§ **Exercise passage**:
- - - - - - -

Effects of Long- and Intermediate-Acting Dihydropyridine Calcium Channel Blockers in Hypertension: A Systematic Review and Meta-Analysis of 18 Prospective, Randomized, Actively Controlled Trials.J Cardiovasc Pharmacol Ther. 2018 09; 23(5):433-445.JC
Dihydropyridine calcium channel blockers are a heterogeneous group of antihypertensive drugs. Long-acting dihydropyridine agent amlodipine is widely used for monotherapy and combination therapy for hypertension in clinical practice, while intermediate-acting dihydropyridine agents have shown inconsistent results in randomized clinical trials (RCTs).
METHODS AND RESULTS
A meta-analysis of 18 RCTs enrolling a total of 80,483 patients with hypertension followed for a mean of 51.4 months was performed. Amlodipine therapy was associated with 25% higher risk of heart failure (relative risk [RR]: 1.25, 95% confidence interval [CI], 1.05-1.49, P = .019) but 17% lower risk of stroke (RR: 0.83, [95% CI, 0.72-0.97], P = .009) without statistically significant effect on acute myocardial infarction (AMI) compared to major alternative antihypertensive therapy (MAAT), including β-blocker, diuretic, angiotensin-converting enzyme inhibitor, or angiotensin-receptor blocker. Intermediate-acting dihydropyridine calcium channel blocker therapy was associated with 25% higher risk of heart failure (RR: 1.25, [95% CI, 1.06-1.47], 0.005, P = .005) and 26% higher risk of AMI (RR: 1.26, [95% CI, 1.05-1.51], 0.019, P = .019) compared to MAAT. Results of the subgroup analysis suggested that the intermediate-acting dihydropyridine calcium channel blocker was associated with higher risk of heart failure (RR: 1.30, [95% CI, 1.08-1.56], P = .005) and AMI (RR: 1.50, [95% CI, 1.01-2.22], P = .043) compared to renin-angiotensin system blockers and a trend toward higher risk of AMI (RR: 1.17, [95% CI, 0.99-1.38], P = .064) compared to conventional therapy, including β-blockers and diuretics. Meta-regression analyses suggested that long-acting dihydropyridine calcium channel blocker is associated with lower risk of AMI (B: -0.327, [95% CI, -0.530 to -0.123], P = .002) with a trend toward lower risk of stroke (B: -0.203, [95% CI, -0.410 to 0.003] P = .054).

- - - - - - -

§ **Data extract**:
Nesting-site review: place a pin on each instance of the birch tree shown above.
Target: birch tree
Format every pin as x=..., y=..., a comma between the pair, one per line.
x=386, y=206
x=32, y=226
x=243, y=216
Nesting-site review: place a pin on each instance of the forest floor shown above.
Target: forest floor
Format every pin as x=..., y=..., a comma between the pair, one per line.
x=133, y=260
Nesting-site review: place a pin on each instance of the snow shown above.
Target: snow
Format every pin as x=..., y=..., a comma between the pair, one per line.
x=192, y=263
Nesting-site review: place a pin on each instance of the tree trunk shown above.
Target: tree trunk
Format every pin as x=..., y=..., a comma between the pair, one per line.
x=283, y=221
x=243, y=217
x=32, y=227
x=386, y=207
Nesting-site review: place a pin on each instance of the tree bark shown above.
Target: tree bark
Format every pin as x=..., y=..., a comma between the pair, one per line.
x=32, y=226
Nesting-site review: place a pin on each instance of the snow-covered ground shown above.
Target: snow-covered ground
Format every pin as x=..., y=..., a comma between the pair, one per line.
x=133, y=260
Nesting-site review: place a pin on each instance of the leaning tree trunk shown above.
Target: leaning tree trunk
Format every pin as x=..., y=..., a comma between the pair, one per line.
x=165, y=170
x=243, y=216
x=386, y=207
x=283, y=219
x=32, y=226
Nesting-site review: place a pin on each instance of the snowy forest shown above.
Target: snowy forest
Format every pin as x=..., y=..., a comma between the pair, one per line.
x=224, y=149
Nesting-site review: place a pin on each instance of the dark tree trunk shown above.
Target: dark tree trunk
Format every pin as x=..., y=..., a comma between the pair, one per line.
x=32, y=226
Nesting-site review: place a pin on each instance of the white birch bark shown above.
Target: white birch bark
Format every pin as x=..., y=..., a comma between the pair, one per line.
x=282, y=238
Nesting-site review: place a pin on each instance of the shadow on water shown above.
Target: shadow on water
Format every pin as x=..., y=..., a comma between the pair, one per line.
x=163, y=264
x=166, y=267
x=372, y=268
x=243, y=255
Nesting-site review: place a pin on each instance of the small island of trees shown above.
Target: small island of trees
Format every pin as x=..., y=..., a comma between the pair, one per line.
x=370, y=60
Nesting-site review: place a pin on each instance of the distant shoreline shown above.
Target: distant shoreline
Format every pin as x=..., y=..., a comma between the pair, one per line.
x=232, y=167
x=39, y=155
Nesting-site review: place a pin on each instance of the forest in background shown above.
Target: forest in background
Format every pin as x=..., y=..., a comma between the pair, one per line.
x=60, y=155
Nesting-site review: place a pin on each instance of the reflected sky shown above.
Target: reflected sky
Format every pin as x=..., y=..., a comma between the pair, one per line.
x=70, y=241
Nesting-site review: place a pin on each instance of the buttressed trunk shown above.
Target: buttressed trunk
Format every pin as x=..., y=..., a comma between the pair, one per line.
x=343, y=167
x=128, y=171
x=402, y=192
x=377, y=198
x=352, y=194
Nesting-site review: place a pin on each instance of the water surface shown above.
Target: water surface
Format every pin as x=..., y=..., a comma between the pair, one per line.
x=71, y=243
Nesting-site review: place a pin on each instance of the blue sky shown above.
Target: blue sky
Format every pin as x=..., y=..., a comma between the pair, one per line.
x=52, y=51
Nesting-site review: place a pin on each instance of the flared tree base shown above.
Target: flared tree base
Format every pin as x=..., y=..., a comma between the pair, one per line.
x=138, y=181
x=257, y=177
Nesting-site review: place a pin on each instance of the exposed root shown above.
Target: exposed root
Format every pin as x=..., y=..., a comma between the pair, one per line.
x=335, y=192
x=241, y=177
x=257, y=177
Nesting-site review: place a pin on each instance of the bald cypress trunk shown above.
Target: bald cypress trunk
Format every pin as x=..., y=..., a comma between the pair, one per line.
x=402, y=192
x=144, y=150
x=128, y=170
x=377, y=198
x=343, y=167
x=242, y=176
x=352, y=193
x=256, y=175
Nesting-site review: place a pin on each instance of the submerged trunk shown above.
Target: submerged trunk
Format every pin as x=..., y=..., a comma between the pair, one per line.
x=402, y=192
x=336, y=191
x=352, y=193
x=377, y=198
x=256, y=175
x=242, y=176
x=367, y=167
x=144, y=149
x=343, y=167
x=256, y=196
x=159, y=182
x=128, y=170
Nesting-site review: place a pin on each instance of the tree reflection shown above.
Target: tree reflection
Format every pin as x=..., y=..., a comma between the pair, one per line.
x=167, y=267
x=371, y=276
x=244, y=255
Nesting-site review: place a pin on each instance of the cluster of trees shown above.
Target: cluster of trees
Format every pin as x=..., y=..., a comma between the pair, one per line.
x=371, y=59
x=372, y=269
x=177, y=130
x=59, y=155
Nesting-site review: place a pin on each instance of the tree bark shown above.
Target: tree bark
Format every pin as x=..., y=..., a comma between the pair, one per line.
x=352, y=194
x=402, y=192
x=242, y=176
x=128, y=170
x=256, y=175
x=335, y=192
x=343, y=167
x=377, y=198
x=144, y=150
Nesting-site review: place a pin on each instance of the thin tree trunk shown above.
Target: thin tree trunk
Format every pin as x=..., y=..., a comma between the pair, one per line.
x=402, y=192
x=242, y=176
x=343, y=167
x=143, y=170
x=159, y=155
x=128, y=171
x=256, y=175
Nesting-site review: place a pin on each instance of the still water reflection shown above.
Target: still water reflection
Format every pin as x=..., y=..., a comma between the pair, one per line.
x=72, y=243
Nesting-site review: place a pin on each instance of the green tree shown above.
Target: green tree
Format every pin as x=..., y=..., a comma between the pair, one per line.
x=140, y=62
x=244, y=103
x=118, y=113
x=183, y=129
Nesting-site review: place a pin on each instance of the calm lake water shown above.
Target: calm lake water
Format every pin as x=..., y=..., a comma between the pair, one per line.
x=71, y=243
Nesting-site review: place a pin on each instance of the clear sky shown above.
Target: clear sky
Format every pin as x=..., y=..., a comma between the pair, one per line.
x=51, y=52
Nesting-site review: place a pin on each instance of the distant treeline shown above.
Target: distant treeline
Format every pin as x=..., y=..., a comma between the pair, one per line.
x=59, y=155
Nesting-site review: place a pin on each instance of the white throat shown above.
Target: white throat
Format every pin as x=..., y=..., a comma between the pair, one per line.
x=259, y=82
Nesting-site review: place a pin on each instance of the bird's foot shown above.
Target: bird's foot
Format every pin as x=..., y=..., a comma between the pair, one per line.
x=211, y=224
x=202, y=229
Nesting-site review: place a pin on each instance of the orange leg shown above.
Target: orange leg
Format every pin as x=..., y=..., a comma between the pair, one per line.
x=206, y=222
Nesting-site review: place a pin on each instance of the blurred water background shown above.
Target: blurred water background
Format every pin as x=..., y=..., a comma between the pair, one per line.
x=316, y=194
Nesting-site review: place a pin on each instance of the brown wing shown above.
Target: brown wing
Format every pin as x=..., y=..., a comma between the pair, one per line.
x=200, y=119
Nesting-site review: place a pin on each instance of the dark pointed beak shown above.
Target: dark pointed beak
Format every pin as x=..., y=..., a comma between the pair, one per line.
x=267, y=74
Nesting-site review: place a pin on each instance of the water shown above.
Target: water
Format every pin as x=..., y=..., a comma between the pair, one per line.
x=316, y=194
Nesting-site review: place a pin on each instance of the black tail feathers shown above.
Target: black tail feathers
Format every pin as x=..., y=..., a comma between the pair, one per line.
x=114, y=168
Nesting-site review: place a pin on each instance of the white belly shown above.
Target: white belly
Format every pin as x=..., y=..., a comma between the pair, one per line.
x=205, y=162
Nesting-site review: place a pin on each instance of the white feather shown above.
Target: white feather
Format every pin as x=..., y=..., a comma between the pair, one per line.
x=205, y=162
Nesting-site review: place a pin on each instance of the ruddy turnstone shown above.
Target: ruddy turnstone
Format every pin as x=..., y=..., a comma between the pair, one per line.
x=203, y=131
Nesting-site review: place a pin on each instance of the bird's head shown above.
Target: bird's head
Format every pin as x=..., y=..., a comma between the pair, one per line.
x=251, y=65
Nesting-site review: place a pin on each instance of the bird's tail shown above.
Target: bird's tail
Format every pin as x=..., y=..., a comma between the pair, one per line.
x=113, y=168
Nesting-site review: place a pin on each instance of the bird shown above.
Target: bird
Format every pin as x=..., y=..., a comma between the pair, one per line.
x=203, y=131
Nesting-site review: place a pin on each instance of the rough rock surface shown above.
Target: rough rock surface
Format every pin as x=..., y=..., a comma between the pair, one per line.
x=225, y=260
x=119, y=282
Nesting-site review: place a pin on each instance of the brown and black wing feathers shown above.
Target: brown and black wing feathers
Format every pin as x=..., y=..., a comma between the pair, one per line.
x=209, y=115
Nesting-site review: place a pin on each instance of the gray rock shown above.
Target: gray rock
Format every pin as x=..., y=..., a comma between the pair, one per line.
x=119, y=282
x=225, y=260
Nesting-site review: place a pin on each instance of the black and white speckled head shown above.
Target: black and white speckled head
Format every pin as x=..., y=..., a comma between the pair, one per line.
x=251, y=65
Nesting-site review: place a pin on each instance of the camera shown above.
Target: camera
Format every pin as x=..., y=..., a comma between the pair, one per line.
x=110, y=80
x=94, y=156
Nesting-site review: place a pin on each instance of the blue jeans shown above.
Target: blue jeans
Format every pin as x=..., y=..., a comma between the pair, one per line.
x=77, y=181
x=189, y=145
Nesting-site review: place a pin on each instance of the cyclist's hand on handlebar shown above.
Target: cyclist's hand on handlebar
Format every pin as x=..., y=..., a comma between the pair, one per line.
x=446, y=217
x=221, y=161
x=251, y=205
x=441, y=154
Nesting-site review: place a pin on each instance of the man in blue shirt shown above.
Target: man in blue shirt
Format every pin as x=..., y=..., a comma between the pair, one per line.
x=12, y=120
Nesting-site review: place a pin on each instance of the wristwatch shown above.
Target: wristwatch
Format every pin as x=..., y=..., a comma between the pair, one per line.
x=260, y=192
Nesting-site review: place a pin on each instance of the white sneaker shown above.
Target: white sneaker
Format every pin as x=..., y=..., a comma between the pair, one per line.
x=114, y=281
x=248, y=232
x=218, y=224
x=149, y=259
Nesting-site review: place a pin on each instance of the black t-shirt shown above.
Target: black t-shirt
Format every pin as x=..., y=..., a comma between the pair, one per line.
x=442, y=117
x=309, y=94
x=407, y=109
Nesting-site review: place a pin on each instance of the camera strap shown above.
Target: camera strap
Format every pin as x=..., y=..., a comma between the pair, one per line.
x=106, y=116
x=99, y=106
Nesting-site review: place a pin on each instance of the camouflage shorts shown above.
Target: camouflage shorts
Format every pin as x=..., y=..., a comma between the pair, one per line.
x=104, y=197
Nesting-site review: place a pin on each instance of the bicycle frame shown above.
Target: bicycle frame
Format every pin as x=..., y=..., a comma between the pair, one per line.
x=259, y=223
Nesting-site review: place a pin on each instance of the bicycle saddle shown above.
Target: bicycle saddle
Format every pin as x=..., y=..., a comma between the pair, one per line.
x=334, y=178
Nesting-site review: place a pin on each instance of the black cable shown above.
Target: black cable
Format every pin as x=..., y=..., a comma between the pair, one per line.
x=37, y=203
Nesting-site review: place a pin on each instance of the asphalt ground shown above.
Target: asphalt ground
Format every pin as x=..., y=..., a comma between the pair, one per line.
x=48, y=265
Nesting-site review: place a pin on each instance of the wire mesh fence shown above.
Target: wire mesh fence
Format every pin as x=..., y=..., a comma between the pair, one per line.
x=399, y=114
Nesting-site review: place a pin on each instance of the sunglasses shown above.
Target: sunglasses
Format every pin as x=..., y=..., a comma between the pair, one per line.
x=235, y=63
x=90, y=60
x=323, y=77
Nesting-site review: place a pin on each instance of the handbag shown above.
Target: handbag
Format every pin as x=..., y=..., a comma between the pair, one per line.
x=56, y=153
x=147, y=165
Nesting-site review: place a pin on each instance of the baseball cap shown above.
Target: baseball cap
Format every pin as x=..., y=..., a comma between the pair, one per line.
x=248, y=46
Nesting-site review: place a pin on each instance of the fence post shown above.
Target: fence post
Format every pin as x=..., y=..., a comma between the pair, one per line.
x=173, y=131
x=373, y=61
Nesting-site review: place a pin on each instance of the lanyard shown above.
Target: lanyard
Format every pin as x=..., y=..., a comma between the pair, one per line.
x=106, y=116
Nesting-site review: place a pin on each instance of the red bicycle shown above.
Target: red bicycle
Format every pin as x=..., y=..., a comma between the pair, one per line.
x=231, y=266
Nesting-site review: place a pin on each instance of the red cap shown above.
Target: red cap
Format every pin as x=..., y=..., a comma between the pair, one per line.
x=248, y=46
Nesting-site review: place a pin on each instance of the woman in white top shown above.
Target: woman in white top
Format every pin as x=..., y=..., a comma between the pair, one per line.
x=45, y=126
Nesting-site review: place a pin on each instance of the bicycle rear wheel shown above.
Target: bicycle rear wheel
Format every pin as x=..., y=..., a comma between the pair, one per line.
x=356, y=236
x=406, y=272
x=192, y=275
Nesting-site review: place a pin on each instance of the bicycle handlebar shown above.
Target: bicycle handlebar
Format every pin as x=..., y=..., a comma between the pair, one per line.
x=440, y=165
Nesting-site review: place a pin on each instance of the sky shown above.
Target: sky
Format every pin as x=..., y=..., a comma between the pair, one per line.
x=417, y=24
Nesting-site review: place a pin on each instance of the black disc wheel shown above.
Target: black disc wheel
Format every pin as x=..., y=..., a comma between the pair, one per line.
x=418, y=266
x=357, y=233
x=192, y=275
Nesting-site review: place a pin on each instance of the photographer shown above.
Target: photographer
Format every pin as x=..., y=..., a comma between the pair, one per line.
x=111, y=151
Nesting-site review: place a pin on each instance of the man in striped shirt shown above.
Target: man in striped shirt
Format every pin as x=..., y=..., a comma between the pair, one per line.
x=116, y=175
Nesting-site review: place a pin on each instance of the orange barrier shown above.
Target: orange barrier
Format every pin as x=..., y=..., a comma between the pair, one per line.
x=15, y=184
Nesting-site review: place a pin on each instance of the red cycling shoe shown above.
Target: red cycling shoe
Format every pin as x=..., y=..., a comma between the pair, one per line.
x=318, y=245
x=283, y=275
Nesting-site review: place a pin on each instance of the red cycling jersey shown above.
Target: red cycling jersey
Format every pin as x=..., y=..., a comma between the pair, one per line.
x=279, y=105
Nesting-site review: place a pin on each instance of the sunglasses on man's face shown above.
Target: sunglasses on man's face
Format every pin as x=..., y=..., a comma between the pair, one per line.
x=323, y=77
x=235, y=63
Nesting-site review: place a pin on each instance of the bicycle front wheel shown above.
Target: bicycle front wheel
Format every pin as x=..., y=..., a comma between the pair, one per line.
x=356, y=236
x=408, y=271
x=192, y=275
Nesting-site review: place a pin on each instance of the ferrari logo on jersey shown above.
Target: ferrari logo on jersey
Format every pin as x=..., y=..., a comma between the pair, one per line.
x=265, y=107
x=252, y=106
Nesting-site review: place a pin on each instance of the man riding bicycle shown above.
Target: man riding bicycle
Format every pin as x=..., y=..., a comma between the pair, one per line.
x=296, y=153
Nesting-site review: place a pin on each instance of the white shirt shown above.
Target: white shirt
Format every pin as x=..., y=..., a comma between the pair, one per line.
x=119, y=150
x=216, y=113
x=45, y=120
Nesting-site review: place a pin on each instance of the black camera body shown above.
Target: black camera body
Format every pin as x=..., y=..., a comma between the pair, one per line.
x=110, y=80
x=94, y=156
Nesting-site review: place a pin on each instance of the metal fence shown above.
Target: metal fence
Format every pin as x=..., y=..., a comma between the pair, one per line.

- - - - - - -

§ **Exercise set**:
1 – Summarize the calcium channel blocker abstract in two sentences.
2 – Reproduce word for word the part of the calcium channel blocker abstract starting at "Effects of Long- and" and ending at "clinical trials (RCTs).".
3 – Translate this sentence from the calcium channel blocker abstract into Spanish: "A meta-analysis of 18 RCTs enrolling a total of 80,483 patients with hypertension followed for a mean of 51.4 months was performed."

§ **Outputs for the tasks**:
1 – Dihydropyridine calcium channel blockers are a heterogeneous group of antihypertensive drugs: the long-acting agent amlodipine is widely used, while intermediate-acting agents have shown inconsistent results in randomized clinical trials. In a meta-analysis of 18 trials with 80,483 hypertensive patients, amlodipine was associated with a higher risk of heart failure but a lower risk of stroke compared with major alternative antihypertensive therapy, while intermediate-acting agents were associated with higher risks of both heart failure and acute myocardial infarction.

2 –
Effects of Long- and Intermediate-Acting Dihydropyridine Calcium Channel Blockers in Hypertension: A Systematic Review and Meta-Analysis of 18 Prospective, Randomized, Actively Controlled Trials.J Cardiovasc Pharmacol Ther. 2018 09; 23(5):433-445.JC
Dihydropyridine calcium channel blockers are a heterogeneous group of antihypertensive drugs. Long-acting dihydropyridine agent amlodipine is widely used for monotherapy and combination therapy for hypertension in clinical practice, while intermediate-acting dihydropyridine agents have shown inconsistent results in randomized clinical trials (RCTs).

3 – Se realizó un metaanálisis de 18 ECA que incluyeron un total de 80.483 pacientes con hipertensión, seguidos durante una media de 51,4 meses.